[[ RECORDED DATA, beginning ]]
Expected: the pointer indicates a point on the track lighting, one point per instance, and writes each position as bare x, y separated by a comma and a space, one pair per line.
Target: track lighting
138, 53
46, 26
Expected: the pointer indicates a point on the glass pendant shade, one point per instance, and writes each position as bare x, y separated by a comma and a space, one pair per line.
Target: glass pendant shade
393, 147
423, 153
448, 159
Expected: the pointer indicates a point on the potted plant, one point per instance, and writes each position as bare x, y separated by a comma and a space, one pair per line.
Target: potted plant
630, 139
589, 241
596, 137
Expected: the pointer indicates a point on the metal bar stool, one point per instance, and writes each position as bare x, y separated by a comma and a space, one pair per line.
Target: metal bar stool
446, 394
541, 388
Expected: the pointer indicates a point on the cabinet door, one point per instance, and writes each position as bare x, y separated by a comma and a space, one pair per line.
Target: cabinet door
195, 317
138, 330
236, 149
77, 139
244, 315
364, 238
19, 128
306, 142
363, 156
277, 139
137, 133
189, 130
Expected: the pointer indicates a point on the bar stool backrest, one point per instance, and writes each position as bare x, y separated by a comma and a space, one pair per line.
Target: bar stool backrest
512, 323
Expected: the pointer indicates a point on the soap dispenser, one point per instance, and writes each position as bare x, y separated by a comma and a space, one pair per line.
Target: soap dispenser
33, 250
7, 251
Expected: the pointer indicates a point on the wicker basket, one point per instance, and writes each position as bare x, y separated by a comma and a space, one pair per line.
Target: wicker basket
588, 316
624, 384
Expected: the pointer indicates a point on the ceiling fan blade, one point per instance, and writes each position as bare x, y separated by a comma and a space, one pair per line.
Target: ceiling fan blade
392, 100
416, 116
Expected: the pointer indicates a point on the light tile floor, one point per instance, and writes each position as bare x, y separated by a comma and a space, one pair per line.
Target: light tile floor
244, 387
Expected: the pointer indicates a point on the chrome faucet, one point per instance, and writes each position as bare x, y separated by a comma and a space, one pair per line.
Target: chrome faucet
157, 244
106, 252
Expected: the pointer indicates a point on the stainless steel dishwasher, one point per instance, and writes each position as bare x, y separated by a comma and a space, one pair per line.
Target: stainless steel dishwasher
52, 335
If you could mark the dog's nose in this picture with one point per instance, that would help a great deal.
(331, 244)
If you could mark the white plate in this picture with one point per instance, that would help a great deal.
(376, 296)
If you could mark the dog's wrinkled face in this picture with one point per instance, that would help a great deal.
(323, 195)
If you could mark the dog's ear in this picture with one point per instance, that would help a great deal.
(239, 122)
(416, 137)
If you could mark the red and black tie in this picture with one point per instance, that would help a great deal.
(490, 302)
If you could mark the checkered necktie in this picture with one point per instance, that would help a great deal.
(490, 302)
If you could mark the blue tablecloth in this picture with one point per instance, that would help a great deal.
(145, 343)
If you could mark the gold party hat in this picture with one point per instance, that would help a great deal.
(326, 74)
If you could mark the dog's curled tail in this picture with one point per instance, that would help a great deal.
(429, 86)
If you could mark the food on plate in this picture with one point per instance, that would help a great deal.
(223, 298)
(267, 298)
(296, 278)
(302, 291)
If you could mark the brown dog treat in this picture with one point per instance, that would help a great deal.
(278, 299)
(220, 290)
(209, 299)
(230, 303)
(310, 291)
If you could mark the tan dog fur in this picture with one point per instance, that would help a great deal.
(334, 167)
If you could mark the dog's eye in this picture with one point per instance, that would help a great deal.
[[ RECORDED DATA, end ]]
INSTRUCTIONS TO FOLLOW: Retype, exactly and in full, the lines above from the one containing "Target: cabinet door" through the one containing "Expected: the pointer indicates a point on the ceiling".

SOLUTION TO THE PROBLEM:
Target: cabinet door
195, 317
138, 330
236, 149
77, 139
244, 315
364, 238
19, 128
306, 142
363, 156
277, 139
137, 133
189, 130
Expected: the pointer indicates a point on the bar stool backrest, one point per instance, and writes each position as bare x, y separated by a comma and a space, one pair per line.
Target: bar stool backrest
512, 323
Expected: the pointer indicates a point on the soap dispenser, one point per instance, and writes each position as bare x, y separated by a comma and a space, one pair per line.
Target: soap dispenser
33, 250
7, 251
Expected: the pointer indicates a point on the wicker basket, one point per instance, and writes each position as bare x, y separated by a comma and a space, one pair per line.
Target: wicker basket
588, 316
624, 384
Expected: the pointer indicates a point on the ceiling fan blade, one point per instance, and writes each position as bare x, y separated by a comma and a space, one pair per line.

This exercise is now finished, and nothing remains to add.